▶ _Given problem_
Reproduce the listing below character for character; drop every image.

▶ _Pointing records_

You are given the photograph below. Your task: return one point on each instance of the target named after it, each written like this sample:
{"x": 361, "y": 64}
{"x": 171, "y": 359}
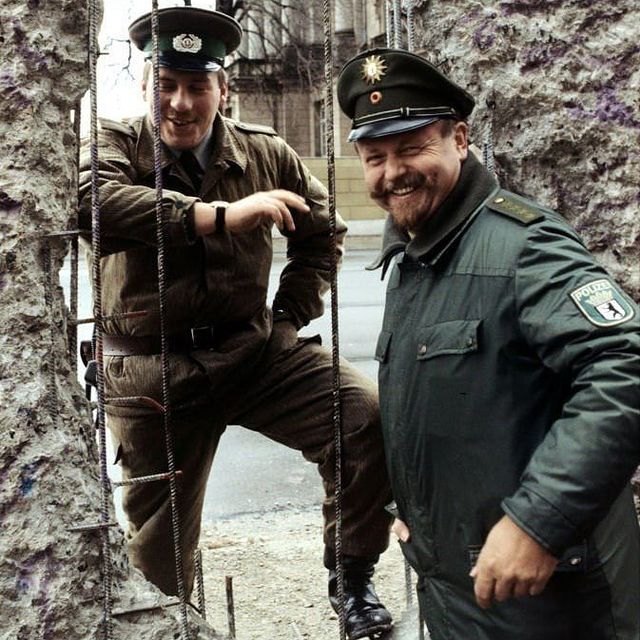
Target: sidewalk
{"x": 362, "y": 235}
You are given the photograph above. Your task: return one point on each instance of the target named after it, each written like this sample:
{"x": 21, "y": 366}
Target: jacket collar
{"x": 475, "y": 185}
{"x": 225, "y": 146}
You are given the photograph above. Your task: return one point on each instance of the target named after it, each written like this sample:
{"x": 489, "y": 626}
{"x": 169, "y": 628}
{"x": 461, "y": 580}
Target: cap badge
{"x": 187, "y": 43}
{"x": 373, "y": 69}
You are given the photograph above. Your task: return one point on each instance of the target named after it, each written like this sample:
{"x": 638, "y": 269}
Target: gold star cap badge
{"x": 373, "y": 69}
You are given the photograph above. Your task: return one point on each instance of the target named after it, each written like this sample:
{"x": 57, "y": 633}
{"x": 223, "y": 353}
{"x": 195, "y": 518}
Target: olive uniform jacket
{"x": 220, "y": 279}
{"x": 510, "y": 383}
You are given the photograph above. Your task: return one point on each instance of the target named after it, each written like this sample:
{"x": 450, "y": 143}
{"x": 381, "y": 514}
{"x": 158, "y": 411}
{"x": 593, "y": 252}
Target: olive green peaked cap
{"x": 189, "y": 39}
{"x": 386, "y": 91}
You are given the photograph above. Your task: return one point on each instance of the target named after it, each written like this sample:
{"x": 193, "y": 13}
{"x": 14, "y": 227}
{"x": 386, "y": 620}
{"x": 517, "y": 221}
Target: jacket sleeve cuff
{"x": 179, "y": 221}
{"x": 541, "y": 520}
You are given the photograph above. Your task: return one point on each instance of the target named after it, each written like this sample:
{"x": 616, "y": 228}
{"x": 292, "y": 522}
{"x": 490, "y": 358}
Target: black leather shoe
{"x": 365, "y": 615}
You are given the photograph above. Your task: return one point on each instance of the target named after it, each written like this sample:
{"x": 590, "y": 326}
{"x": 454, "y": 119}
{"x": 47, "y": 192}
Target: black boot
{"x": 365, "y": 615}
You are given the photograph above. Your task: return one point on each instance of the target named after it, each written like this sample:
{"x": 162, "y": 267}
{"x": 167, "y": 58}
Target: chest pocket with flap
{"x": 454, "y": 337}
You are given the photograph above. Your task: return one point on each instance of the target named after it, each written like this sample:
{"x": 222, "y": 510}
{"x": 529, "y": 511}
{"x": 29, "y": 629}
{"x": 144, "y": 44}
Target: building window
{"x": 319, "y": 129}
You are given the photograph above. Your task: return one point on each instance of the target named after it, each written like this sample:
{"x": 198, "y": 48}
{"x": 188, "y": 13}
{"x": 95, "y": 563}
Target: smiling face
{"x": 410, "y": 174}
{"x": 189, "y": 101}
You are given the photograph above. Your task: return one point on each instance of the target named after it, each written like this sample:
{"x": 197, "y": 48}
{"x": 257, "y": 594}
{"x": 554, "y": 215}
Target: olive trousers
{"x": 287, "y": 396}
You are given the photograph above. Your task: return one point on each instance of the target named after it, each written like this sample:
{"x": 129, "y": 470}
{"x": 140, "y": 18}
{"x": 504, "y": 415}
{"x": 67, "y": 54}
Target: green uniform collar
{"x": 474, "y": 186}
{"x": 223, "y": 147}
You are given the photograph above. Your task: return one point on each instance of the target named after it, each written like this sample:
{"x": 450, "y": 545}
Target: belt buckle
{"x": 201, "y": 337}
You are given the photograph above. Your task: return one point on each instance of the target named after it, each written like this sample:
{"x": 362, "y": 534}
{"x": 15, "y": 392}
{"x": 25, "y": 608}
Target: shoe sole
{"x": 374, "y": 633}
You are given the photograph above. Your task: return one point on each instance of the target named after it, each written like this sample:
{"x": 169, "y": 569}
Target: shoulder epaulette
{"x": 514, "y": 207}
{"x": 249, "y": 127}
{"x": 120, "y": 127}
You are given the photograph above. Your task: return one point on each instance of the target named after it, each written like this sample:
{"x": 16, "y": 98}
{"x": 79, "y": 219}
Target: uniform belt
{"x": 207, "y": 337}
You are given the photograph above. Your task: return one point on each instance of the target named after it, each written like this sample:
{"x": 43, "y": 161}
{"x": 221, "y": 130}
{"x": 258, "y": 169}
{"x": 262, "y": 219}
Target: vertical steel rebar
{"x": 411, "y": 26}
{"x": 335, "y": 337}
{"x": 72, "y": 327}
{"x": 162, "y": 298}
{"x": 397, "y": 24}
{"x": 408, "y": 583}
{"x": 231, "y": 612}
{"x": 107, "y": 568}
{"x": 200, "y": 584}
{"x": 48, "y": 284}
{"x": 390, "y": 22}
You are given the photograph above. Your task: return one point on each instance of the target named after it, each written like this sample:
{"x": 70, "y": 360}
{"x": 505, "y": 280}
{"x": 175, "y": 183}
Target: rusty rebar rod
{"x": 157, "y": 477}
{"x": 200, "y": 583}
{"x": 231, "y": 613}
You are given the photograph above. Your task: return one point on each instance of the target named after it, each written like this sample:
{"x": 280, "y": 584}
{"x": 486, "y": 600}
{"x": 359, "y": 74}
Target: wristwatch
{"x": 220, "y": 208}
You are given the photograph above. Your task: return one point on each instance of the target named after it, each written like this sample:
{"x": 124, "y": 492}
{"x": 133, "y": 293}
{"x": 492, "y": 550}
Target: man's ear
{"x": 460, "y": 136}
{"x": 224, "y": 95}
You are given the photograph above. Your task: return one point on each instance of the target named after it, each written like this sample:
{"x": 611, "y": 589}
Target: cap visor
{"x": 389, "y": 127}
{"x": 187, "y": 62}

▶ _Problem solution_
You are given the photograph below. Your task: return one point on each instance of the target named after it, each written like this sample:
{"x": 361, "y": 64}
{"x": 171, "y": 359}
Target: sidewalk
{"x": 362, "y": 235}
You are given the photograph above. Your task: return one point on each instance of the target named after it, each written like this sample:
{"x": 21, "y": 366}
Target: jacket collar
{"x": 475, "y": 185}
{"x": 225, "y": 146}
You are given the photograph above. Your task: return one point on each instance of the target named after it, each written like this sample:
{"x": 489, "y": 626}
{"x": 169, "y": 628}
{"x": 461, "y": 580}
Target: cap badge
{"x": 187, "y": 43}
{"x": 373, "y": 69}
You are given the photograph above. Your task: return one point on each instance of the target named after it, each written like this sample:
{"x": 638, "y": 269}
Target: gold star cap badge
{"x": 373, "y": 69}
You are given the photograph above. Your task: return one point on each instance of the target named after it, each written like this sample:
{"x": 57, "y": 633}
{"x": 223, "y": 353}
{"x": 195, "y": 518}
Target: olive uniform jacket
{"x": 220, "y": 279}
{"x": 510, "y": 383}
You are given the photograph above. Your task: return one point on each instance of the target named after it, each written like this sample:
{"x": 450, "y": 143}
{"x": 381, "y": 514}
{"x": 158, "y": 411}
{"x": 593, "y": 252}
Target: olive green peaked cap
{"x": 189, "y": 39}
{"x": 386, "y": 91}
You are given the photograph above. Your task: return one point on each instance of the target named after it, each written like this sample:
{"x": 193, "y": 13}
{"x": 14, "y": 227}
{"x": 386, "y": 620}
{"x": 517, "y": 221}
Target: jacket sleeve cuff
{"x": 179, "y": 221}
{"x": 541, "y": 520}
You are given the photograph above. Your task: return one point on each instance of the target named after it, each written like this sample:
{"x": 616, "y": 228}
{"x": 292, "y": 522}
{"x": 490, "y": 358}
Target: black leather shoe
{"x": 365, "y": 615}
You are given the photograph above. Your task: return one point on each instance of the target named after it, each written like this sample:
{"x": 590, "y": 326}
{"x": 454, "y": 119}
{"x": 47, "y": 192}
Target: black boot
{"x": 365, "y": 615}
You are given the photograph above. Your task: return one point on each instance of the target named after it, each written like this sample:
{"x": 162, "y": 267}
{"x": 167, "y": 58}
Target: chest pocket with flap
{"x": 454, "y": 337}
You are given the photograph above. Your task: return one point on each instance of the target named after it, each written like this sample:
{"x": 222, "y": 510}
{"x": 529, "y": 511}
{"x": 29, "y": 629}
{"x": 144, "y": 44}
Target: building window
{"x": 319, "y": 129}
You are given the photograph above. Your task: return one point on each instance of the target named after it, each written like this sample:
{"x": 198, "y": 48}
{"x": 188, "y": 13}
{"x": 95, "y": 563}
Target: smiling face
{"x": 410, "y": 174}
{"x": 189, "y": 101}
You are given the photograph above. Your task: return one point on each instance of the target named after it, each written like this sample:
{"x": 197, "y": 48}
{"x": 257, "y": 594}
{"x": 554, "y": 215}
Target: olive trousers
{"x": 287, "y": 396}
You are given the photograph above. Your task: return one point on each instance of the target named after it, each written like this sample:
{"x": 129, "y": 470}
{"x": 140, "y": 18}
{"x": 504, "y": 415}
{"x": 67, "y": 54}
Target: green uniform collar
{"x": 474, "y": 186}
{"x": 223, "y": 147}
You are given the photograph above. Your task: return one point on each instance of the target named after it, each written like this sample:
{"x": 450, "y": 545}
Target: belt buckle
{"x": 201, "y": 337}
You are given the photograph above. Your task: return one point on each instance of the target named after it, each written like this sample:
{"x": 362, "y": 534}
{"x": 15, "y": 392}
{"x": 25, "y": 608}
Target: shoe sole
{"x": 374, "y": 633}
You are given the photograph above. Your task: return one point on each instance of the target named after it, each written like this sample:
{"x": 169, "y": 569}
Target: shoulder epaulette
{"x": 514, "y": 207}
{"x": 249, "y": 127}
{"x": 120, "y": 127}
You are given the photograph above. Your task: return one point on each instance of the target named after it, each written like this sample:
{"x": 16, "y": 98}
{"x": 79, "y": 219}
Target: uniform belt
{"x": 207, "y": 337}
You are given the photograph above. Your task: return one point on each instance of the target named after it, each written like this sample:
{"x": 43, "y": 161}
{"x": 221, "y": 130}
{"x": 258, "y": 169}
{"x": 262, "y": 219}
Target: vertical steel rebar
{"x": 411, "y": 26}
{"x": 335, "y": 337}
{"x": 72, "y": 327}
{"x": 162, "y": 298}
{"x": 397, "y": 24}
{"x": 408, "y": 583}
{"x": 231, "y": 612}
{"x": 107, "y": 568}
{"x": 200, "y": 584}
{"x": 48, "y": 284}
{"x": 390, "y": 22}
You are given the photograph above. Your task: return one point on each instance of the target named after it, each written like this sample:
{"x": 70, "y": 360}
{"x": 505, "y": 280}
{"x": 175, "y": 183}
Target: rusty rebar rod
{"x": 157, "y": 477}
{"x": 200, "y": 583}
{"x": 231, "y": 613}
You are given the photograph above. Your task: return one point on each instance of the target named after it, each written like this sample:
{"x": 280, "y": 584}
{"x": 486, "y": 600}
{"x": 359, "y": 74}
Target: wristwatch
{"x": 220, "y": 208}
You are given the photograph above. Your task: return one point on each instance of the target named after it, each written like this sample:
{"x": 124, "y": 492}
{"x": 133, "y": 293}
{"x": 492, "y": 550}
Target: man's ear
{"x": 460, "y": 136}
{"x": 224, "y": 95}
You are given the photograph above. Your task: return one point on each instance of the target named after it, each written like this sample:
{"x": 611, "y": 589}
Target: cap visor
{"x": 389, "y": 127}
{"x": 187, "y": 62}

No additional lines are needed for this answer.